Written request: Decide whether each statement agrees with the Flink streaming performance thread, answering yes or no and quoting the deciding words: 1. Records with large payloads were processed at a rate of about 2 TPS. 2. Robert says the Kafka sources add no overhead when parallelism goes beyond the number of Kafka partitions. 3. Each record's payload was reported as 400KB so far.

[Selected extract start]

(DEPRECATED) Apache Flink User Mailing List archive.

Performance Flink streaming kafka consumer sink to s3

Classic

List

Threaded

4 messages Options

Vijayendra Yadav

Performance Flink streaming kafka consumer sink to s3

Hi Team,

I am trying to increase throughput of my flink stream job streaming from kafka source and sink to s3. Currently it is running fine for small events records. But records with large payloads are running extremely slow like at rate 2 TPS.

Could you provide some best practices to tune?

Also, can we increase parallel processing, beyond the number of kafka partitions that we have, without causing any overhead ?

Regards,

Vijay

rmetzger0

Re: Performance Flink streaming kafka consumer sink to s3

Hi,

Also, can we increase parallel processing, beyond the number of kafka partitions that we have, without causing any overhead ?

Yes, the Kafka sources produce a tiny bit of overhead, but the potential benefit of having downstream operators at a high parallelism might be much bigger.

How large is a large payload in your case?

Best practices:

Try to understand what's causing the performance slowdown: Kafka or S3 ?

You can do a test where you read from kafka, and write it into a discarding sink.

Likewise, use a datagenerator source, and write into S3.

Do the math on your job: What's the theoretical limits of your job: https://www.ververica.com/blog/how-to-size-your-apache-flink-cluster-general-guidelines

Hope this helps,

Robert

On Thu, Aug 13, 2020 at 11:25 PM Vijayendra Yadav <[hidden email]> wrote:

Hi Team,

I am trying to increase throughput of my flink stream job streaming from kafka source and sink to s3. Currently it is running fine for small events records. But records with large payloads are running extremely slow like at rate 2 TPS.

Could you provide some best practices to tune?
Also, can we increase parallel processing, beyond the number of kafka partitions that we have, without causing any overhead ?

Regards,
Vijay

Vijayendra Yadav

Re: Performance Flink streaming kafka consumer sink to s3

Hi Robert,

Thanks for information. payloads so far are 400KB (each record).

To achieve high parallelism at the downstream operator do I rebalance the kafka stream ? Could you give me an example please.

Regards,

Vijay

On Fri, Aug 14, 2020 at 12:50 PM Robert Metzger <[hidden email]> wrote:

Hi,

Also, can we increase parallel processing, beyond the number of kafka partitions that we have, without causing any overhead ?

Yes, the Kafka sources produce a tiny bit of overhead, but the potential benefit of having downstream operators at a high parallelism might be much bigger.

How large is a large payload in your case?

Best practices:
Try to understand what's causing the performance slowdown: Kafka or S3 ?
You can do a test where you read from kafka, and write it into a discarding sink.
Likewise, use a datagenerator source, and write into S3.

Do the math on your job: What's the theoretical limits of your job: https://www.ververica.com/blog/how-to-size-your-apache-flink-cluster-general-guidelines

Hope this helps,
Robert

On Thu, Aug 13, 2020 at 11:25 PM Vijayendra Yadav <[hidden email]> wrote:
Hi Team,

I am trying to increase throughput of my flink stream job streaming from kafka source and sink to s3. Currently it is running fine for small events records. But records with large payloads are running extremely slow like at rate 2 TPS.

[Selected extract end]
[Data records start]

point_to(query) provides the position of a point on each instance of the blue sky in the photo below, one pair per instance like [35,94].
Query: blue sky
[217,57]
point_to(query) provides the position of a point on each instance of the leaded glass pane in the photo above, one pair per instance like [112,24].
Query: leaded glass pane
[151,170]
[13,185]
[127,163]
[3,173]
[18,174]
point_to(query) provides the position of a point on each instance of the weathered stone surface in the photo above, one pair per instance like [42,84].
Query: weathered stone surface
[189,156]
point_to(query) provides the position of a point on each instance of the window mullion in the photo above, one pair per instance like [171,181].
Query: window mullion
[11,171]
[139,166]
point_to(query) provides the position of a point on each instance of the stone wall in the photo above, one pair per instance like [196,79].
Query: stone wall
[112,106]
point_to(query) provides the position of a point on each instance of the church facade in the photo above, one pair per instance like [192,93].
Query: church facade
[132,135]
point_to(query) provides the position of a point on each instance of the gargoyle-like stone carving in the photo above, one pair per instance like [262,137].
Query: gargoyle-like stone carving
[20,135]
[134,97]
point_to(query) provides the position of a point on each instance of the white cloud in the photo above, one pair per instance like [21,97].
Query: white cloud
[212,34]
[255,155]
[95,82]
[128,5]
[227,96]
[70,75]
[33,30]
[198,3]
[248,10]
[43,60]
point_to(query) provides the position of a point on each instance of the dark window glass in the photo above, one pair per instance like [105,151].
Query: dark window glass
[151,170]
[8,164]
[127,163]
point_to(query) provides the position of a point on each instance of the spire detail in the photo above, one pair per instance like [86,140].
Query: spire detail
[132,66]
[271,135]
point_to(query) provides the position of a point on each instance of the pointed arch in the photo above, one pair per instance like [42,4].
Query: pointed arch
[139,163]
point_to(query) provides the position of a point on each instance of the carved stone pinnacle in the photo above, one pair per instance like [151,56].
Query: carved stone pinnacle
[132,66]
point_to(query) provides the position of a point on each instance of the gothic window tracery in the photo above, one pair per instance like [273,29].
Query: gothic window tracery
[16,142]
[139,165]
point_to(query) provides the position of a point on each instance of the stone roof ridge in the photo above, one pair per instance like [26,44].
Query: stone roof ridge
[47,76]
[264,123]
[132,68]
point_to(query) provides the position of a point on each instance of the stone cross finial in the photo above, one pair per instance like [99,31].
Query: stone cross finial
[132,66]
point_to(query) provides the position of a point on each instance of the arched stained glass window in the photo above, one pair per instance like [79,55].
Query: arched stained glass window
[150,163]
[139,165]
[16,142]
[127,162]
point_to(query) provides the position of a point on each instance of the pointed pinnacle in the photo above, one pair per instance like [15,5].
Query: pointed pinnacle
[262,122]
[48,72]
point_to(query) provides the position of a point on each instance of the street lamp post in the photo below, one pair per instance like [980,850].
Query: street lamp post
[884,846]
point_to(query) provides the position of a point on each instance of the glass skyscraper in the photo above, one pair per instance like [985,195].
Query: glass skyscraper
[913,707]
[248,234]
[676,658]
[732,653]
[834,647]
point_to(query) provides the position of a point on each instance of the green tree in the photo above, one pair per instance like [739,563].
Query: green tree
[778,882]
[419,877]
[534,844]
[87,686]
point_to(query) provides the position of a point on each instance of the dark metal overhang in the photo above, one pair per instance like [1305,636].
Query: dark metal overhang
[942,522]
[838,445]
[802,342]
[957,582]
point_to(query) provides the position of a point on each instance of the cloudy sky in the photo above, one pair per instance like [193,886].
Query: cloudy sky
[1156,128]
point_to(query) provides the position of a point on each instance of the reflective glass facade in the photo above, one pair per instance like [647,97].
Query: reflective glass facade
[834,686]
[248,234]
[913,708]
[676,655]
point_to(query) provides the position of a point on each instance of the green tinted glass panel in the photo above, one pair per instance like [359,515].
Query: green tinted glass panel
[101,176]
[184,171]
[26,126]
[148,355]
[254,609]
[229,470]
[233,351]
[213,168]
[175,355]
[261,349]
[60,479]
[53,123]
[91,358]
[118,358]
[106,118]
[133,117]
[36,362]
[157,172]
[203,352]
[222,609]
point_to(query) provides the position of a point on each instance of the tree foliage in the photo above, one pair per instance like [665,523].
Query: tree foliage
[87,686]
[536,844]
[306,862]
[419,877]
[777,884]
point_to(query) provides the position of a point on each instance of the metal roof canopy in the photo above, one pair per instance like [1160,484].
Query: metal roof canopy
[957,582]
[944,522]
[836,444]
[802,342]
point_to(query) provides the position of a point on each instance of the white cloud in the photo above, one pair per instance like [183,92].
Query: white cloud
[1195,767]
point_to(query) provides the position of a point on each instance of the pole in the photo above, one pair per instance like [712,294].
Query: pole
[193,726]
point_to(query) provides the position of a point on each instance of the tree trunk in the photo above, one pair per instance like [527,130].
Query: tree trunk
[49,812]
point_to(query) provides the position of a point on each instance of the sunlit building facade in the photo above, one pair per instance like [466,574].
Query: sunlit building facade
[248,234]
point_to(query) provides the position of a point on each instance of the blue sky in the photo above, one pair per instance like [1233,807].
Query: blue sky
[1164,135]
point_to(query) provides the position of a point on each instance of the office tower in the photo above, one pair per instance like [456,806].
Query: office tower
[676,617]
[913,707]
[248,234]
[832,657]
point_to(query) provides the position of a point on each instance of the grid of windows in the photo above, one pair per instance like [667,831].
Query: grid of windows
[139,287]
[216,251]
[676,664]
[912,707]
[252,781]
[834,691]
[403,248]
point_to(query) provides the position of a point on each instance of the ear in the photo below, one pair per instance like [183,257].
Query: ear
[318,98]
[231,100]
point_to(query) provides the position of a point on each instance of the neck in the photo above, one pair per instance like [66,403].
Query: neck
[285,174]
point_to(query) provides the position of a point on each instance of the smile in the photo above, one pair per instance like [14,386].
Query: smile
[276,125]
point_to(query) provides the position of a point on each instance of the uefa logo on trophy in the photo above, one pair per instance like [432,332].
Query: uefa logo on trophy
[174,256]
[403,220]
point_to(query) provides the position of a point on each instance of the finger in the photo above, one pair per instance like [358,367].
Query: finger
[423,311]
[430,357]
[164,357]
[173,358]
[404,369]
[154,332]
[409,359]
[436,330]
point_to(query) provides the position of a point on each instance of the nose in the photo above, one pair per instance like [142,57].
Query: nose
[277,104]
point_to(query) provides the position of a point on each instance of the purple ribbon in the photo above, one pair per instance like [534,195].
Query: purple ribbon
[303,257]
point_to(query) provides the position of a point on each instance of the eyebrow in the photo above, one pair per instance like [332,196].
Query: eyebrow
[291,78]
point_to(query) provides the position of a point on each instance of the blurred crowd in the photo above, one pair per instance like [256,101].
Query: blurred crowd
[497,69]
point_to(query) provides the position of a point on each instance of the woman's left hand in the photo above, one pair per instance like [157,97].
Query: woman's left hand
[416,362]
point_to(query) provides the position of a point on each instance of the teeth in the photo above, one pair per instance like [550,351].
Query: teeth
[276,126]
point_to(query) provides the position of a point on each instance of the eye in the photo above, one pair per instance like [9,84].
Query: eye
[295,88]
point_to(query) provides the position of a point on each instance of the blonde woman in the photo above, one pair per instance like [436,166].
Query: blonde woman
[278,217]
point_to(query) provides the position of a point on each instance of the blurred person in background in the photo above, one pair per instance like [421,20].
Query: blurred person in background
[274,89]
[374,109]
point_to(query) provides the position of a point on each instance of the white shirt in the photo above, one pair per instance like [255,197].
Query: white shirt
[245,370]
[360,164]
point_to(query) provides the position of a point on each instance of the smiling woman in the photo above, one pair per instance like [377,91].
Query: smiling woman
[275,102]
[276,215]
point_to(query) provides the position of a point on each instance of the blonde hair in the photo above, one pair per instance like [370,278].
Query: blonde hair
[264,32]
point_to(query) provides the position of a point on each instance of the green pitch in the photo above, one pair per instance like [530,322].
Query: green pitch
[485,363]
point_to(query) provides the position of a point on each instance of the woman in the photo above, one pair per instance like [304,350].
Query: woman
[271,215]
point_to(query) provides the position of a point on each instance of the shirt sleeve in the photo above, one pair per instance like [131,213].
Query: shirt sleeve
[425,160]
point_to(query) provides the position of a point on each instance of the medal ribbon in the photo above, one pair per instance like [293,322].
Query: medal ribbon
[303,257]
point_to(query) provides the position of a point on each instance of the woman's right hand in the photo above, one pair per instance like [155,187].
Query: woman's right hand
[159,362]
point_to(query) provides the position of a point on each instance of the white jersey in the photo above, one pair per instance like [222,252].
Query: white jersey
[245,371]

[Data records end]

Response:
1. Yes: "records with large payloads are running extremely slow like at rate 2 TPS."
2. No: "the Kafka sources produce a tiny bit of overhead"
3. Yes: "payloads so far are 400KB (each record)."